▼
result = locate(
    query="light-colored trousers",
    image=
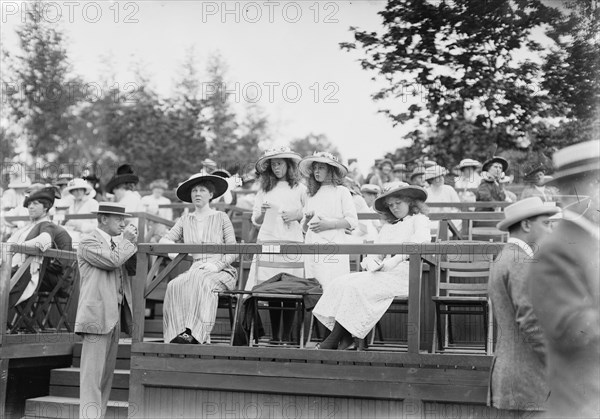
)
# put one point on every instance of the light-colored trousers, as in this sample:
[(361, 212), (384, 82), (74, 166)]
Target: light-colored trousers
▲
Task prompt
Copy all of the records above word for word, leaving out the pictures.

Solved problem
result = locate(
    query="light-colored trousers",
    image=
)
# put one point on every instance of the light-colored trousers, as in this sample:
[(361, 212), (384, 82), (74, 166)]
Target: light-colored trousers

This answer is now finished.